Teks Dokumen:
Tersusun dari Barang Antik
Pada era ketika desain minimalis modern menjadi favorit hampir semua orang, hunian Wahyu Dwi Sari dan Mochamad Sudibyo yang kental dengan nuansa etnik menjadi standout. Sekilas, unsur kayu dan bata merah yang mendominasi membuatnya tampak seperti rumah jo
PASANGAN Sari dan Dibyo sama-sama hobi berburu barang antik. Juga, sama-sama jatuh cinta pada unsur etnik. Kesukaan tersebut dituangkan dalam hunian mereka yang berada di perbatasan Kota dan Kabupaten Malang. Bagian depan rumah terlihat mirip rumah joglo. Dinding bata ekspos berpadu dengan pintu gebyok atau kupu tarung dengan aksen kaca patri.
’’Tapi, bagian pagar dan lisplangnya ini sebenarnya ukiran Kalimantan. Karena bahannya ulin, cocok untuk outdoor,’’ kata Dibyo. Pemasangan pagar di teras rumah dan lisplang tersebut juga mirip rumah adat Betawi. ’’Mungkin lebih pas kalau disebut rumah Nusantara,’’ ujar Sari.
Bisa dibilang, hanya ruang tamu dan dapur yang punya unsur modern. Sisanya full bernuansa etnik dengan dekorasi barang antik. Hampir di setiap ruang ada barang yang punya cerita. Perabot antik yang rata-rata terbuat dari kayu bekas itu merupakan hasil berburu di pasar barang antik. Misalnya, lemari dan beberapa laci di rumah.
’’Bapak (Dibyo, Red) kebetulan punya langganan mebel di daerah Pandanwangi, Malang. Mereka menerima pesanan perabot dari bahan bekas dengan desain lama,’’ jelas Sari.
Selain itu, ada set kursi di ruang makan yang dibuat secara customized. Selain modelnya yang mirip kursi rumah zaman kakek-nenek kita, ada tegel kunci di bagian sandaran punggung. ’’Tegelnya ini yang bikin unik sekaligus mahal,’’ imbuhnya, lantas tertawa.

Data yang Disediakan:
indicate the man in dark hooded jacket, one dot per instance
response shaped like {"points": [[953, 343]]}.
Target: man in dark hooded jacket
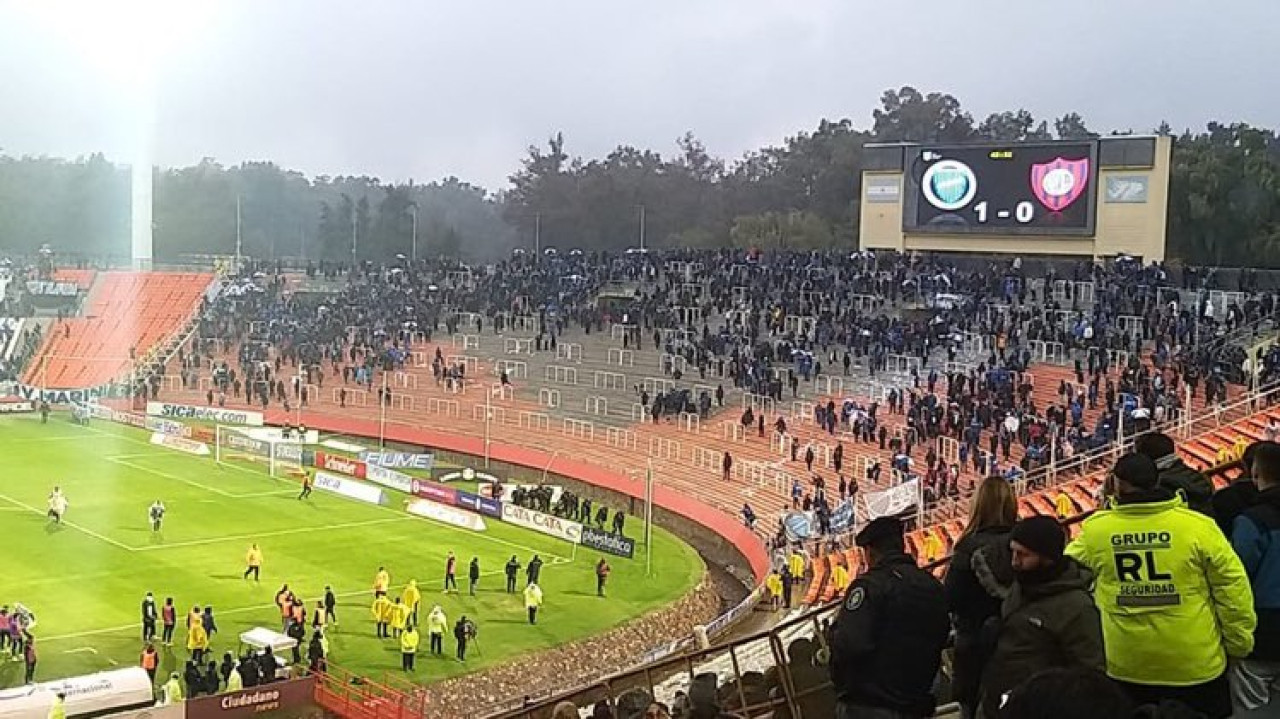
{"points": [[1048, 619], [1174, 474]]}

Instruksi Tugas: Tuliskan kembali tanpa perubahan bagian teks tentang rumah bernuansa etnik di atas, mulai dari kata-kata "Bisa dibilang, hanya" dan berhenti setelah kata-kata "imbuhnya, lantas tertawa.".

Sebagai Tanggapan:
Bisa dibilang, hanya ruang tamu dan dapur yang punya unsur modern. Sisanya full bernuansa etnik dengan dekorasi barang antik. Hampir di setiap ruang ada barang yang punya cerita. Perabot antik yang rata-rata terbuat dari kayu bekas itu merupakan hasil berburu di pasar barang antik. Misalnya, lemari dan beberapa laci di rumah.
’’Bapak (Dibyo, Red) kebetulan punya langganan mebel di daerah Pandanwangi, Malang. Mereka menerima pesanan perabot dari bahan bekas dengan desain lama,’’ jelas Sari.
Selain itu, ada set kursi di ruang makan yang dibuat secara customized. Selain modelnya yang mirip kursi rumah zaman kakek-nenek kita, ada tegel kunci di bagian sandaran punggung. ’’Tegelnya ini yang bikin unik sekaligus mahal,’’ imbuhnya, lantas tertawa.